# Problem description:
Repeat every entry in the listing below, exactly.

— START OF Extracted records —

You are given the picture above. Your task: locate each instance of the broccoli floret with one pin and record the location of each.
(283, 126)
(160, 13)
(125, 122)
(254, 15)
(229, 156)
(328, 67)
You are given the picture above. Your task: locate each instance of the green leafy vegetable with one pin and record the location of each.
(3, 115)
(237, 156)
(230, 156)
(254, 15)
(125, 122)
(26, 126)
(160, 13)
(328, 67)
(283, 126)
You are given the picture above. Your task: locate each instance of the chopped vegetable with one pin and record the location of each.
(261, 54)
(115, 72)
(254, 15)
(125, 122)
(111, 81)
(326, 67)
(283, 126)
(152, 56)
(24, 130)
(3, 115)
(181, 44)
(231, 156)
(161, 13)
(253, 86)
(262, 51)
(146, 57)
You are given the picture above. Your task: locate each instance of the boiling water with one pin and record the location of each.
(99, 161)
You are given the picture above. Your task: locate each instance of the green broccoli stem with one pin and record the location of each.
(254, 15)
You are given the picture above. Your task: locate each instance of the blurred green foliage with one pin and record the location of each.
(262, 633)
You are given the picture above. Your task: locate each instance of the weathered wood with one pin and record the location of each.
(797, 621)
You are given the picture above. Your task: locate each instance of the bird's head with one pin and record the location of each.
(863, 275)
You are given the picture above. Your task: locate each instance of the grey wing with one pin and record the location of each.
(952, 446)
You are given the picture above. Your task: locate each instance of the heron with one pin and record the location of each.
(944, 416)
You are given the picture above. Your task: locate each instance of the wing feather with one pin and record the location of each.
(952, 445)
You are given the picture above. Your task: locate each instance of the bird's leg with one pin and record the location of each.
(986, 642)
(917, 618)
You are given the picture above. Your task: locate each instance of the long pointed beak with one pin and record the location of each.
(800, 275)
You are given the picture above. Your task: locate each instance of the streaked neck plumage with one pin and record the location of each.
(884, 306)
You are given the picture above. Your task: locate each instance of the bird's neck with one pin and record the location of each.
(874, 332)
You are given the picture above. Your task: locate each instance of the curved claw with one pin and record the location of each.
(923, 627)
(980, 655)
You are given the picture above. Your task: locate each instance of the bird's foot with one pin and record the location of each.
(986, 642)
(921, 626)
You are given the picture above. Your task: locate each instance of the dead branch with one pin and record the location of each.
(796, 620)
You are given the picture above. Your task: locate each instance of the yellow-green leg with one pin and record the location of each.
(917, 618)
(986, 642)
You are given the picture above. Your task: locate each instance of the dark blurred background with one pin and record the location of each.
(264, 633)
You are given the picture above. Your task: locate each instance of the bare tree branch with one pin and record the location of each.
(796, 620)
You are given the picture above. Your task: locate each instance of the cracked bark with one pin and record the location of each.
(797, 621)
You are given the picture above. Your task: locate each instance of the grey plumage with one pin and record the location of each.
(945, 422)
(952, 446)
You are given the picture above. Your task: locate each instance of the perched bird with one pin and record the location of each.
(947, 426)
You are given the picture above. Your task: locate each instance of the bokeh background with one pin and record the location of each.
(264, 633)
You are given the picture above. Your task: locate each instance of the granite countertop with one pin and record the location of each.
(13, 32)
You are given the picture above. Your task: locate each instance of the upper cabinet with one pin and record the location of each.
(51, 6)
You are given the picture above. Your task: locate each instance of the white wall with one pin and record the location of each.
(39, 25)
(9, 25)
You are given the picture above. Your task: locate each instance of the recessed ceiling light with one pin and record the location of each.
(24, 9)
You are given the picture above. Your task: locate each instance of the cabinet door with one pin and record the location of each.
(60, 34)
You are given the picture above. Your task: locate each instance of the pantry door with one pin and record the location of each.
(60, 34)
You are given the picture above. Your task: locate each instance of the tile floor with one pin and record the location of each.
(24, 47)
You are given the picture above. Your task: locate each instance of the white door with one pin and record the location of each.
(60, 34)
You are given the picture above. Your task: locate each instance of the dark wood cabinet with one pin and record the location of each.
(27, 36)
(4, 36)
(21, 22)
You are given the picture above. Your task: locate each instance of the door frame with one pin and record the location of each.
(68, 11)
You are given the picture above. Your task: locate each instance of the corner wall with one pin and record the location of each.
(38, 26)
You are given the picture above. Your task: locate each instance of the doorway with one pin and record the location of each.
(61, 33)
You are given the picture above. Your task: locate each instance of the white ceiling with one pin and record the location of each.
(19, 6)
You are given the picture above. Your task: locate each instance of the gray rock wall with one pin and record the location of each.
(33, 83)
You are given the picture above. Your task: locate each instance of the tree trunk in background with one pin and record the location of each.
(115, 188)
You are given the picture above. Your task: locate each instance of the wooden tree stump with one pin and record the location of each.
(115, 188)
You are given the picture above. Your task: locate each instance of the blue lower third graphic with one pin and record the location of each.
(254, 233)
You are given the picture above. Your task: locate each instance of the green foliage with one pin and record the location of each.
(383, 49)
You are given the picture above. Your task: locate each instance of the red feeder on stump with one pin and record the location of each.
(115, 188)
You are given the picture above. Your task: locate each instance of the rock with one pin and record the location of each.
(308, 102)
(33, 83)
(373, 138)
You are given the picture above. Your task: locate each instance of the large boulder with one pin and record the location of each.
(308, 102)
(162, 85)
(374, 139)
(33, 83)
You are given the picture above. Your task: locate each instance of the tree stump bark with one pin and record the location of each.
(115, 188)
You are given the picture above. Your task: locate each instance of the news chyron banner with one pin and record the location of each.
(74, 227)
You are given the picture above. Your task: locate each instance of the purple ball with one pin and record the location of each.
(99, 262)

— END OF Extracted records —

# Written solution:
You are given the picture above. Your task: locate each instance of the broccoli floret with one pin and record the location of each.
(283, 126)
(160, 13)
(125, 122)
(254, 15)
(229, 156)
(328, 67)
You are given the picture above. Your task: locate each instance of the green leafy vegetable with one pin and record the location of each.
(3, 115)
(237, 156)
(230, 156)
(254, 15)
(125, 122)
(26, 126)
(160, 13)
(328, 67)
(283, 126)
You are given the picture above. Your task: locate each instance of the chopped vegetable with one pin and record the location of each.
(261, 54)
(115, 72)
(254, 15)
(125, 122)
(111, 81)
(326, 67)
(283, 126)
(152, 56)
(24, 130)
(3, 115)
(181, 44)
(231, 156)
(161, 13)
(253, 86)
(262, 51)
(146, 57)
You are given the picture above. Your task: locate each instance of the boiling water with one pin and record the location of each.
(99, 161)
You are given the picture above. Your task: locate each instance of the green broccoli stem with one pin and record the location of each.
(254, 15)
You are given the picture above. Your task: locate each instance of the blurred green foliage with one pin and record the location of each.
(262, 633)
You are given the picture above. Your task: locate each instance of the weathered wood with one pin and record the location of each.
(797, 621)
You are given the picture above. Your task: locate each instance of the bird's head with one pin and record the location of each.
(863, 275)
You are given the picture above. Your task: locate each instance of the grey wing with one pin and record the location of each.
(952, 446)
You are given the picture above. Your task: locate each instance of the heron with one pin and record the location of each.
(944, 416)
You are given the picture above. Your task: locate each instance of the wing feather with one pin and record the location of each.
(952, 445)
You are given the picture above. Your task: locate each instance of the bird's leg with one pin and record the location of each.
(986, 642)
(917, 618)
You are given the picture above. Your task: locate each instance of the long pointed beak with one pin and record the location of each.
(800, 275)
You are given the picture above. Your task: locate each instance of the streaked neck plumage with one pin and record the location of each.
(884, 306)
You are given the picture above. Your task: locate each instance of the bird's neck with one pin and record the location of each.
(874, 332)
You are given the picture above. Your task: locate each instance of the curved claw with one pin and record the location of each.
(923, 627)
(980, 655)
You are given the picture above. Your task: locate each instance of the bird's foot with one pin and record the location of each.
(986, 642)
(921, 626)
You are given the picture above. Your task: locate each instance of the dead branch with one pin and record the location of each.
(796, 620)
You are given the picture above. Your task: locate each instance of the yellow-green leg with one pin and record the location of each.
(917, 618)
(986, 642)
You are given the picture above. Your task: locate each instance of the dark blurred background with one pin and record the location of each.
(264, 633)
You are given the picture above. Your task: locate each instance of the bare tree branch with one pin and record the location of each.
(796, 620)
You are given the picture above. Your task: locate each instance of the cracked bark with one pin and record the location of each.
(797, 621)
You are given the picture above. Your task: locate each instance of the grey plumage with one pin and record the location of each.
(945, 422)
(952, 446)
You are given the picture above. Your task: locate each instance of the perched bird with one pin and record the location of each.
(947, 426)
You are given the picture above. Your task: locate each instance of the bokeh background with one pin and record the location of each.
(264, 633)
You are given the picture above. Your task: locate each instance of the granite countertop with one pin and record the location of each.
(13, 32)
You are given the picture above. Your task: locate each instance of the upper cabinet with one pin and record the location of each.
(51, 6)
You are given the picture above. Your task: locate each instance of the white wall with one pin and record the location of each.
(39, 25)
(9, 25)
You are given the picture above. Your task: locate each instance of the recessed ceiling light with one pin and record the location of each.
(24, 9)
You are given the picture above. Your task: locate each instance of the cabinet door with one pin and record the location of each.
(60, 34)
You are given the picture above. Your task: locate each instance of the pantry door with one pin and record the location of each.
(60, 34)
You are given the picture above. Your task: locate each instance of the tile floor with one pin and record the location of each.
(24, 47)
You are given the picture above. Your task: locate each instance of the white door with one pin and record the location of each.
(60, 34)
You are given the picture above. Your task: locate each instance of the dark wood cabinet with one pin and record the location of each.
(27, 36)
(4, 36)
(21, 22)
You are given the picture above. Your task: locate each instance of the door frame with one pin and record the location of each.
(68, 11)
You are given the picture above. Your task: locate each instance of the corner wall with one pin and record the location of each.
(38, 26)
You are given the picture above. Your task: locate each instance of the doorway with one pin and record the location of each.
(61, 33)
You are given the picture above. Your task: locate each instance of the white ceiling with one pin and record the location of each.
(19, 6)
You are given the picture above. Your task: locate each instance of the gray rock wall with one pin and record the location of each.
(33, 83)
You are given the picture above. Your task: locate each instance of the tree trunk in background with one pin and record the location of each.
(115, 188)
You are given the picture above. Your task: locate each instance of the wooden tree stump with one pin and record the location of each.
(115, 188)
You are given the picture above. Your task: locate each instance of the blue lower third graphic with one pin and record the location of each.
(254, 233)
You are given the picture above. Your task: locate each instance of the green foliage with one pin and record the location of each.
(383, 49)
You are given the picture above. Your task: locate each instance of the red feeder on stump with one pin and record the location of each.
(115, 188)
You are given the picture above. Your task: locate each instance of the rock with one pin and record the location of each.
(308, 102)
(33, 83)
(373, 138)
You are given the picture above. Your task: locate each instance of the large boulder with one pin and record the location of each.
(308, 102)
(162, 85)
(374, 139)
(33, 83)
You are given the picture above. Your task: locate each instance of the tree stump bark with one pin and record the location of each.
(115, 188)
You are given the picture above. Your task: locate each instance of the news chyron banner with one pin and record the location of each.
(74, 227)
You are given the picture above. Your task: locate each instance of the purple ball with one pin and record the location of each.
(99, 262)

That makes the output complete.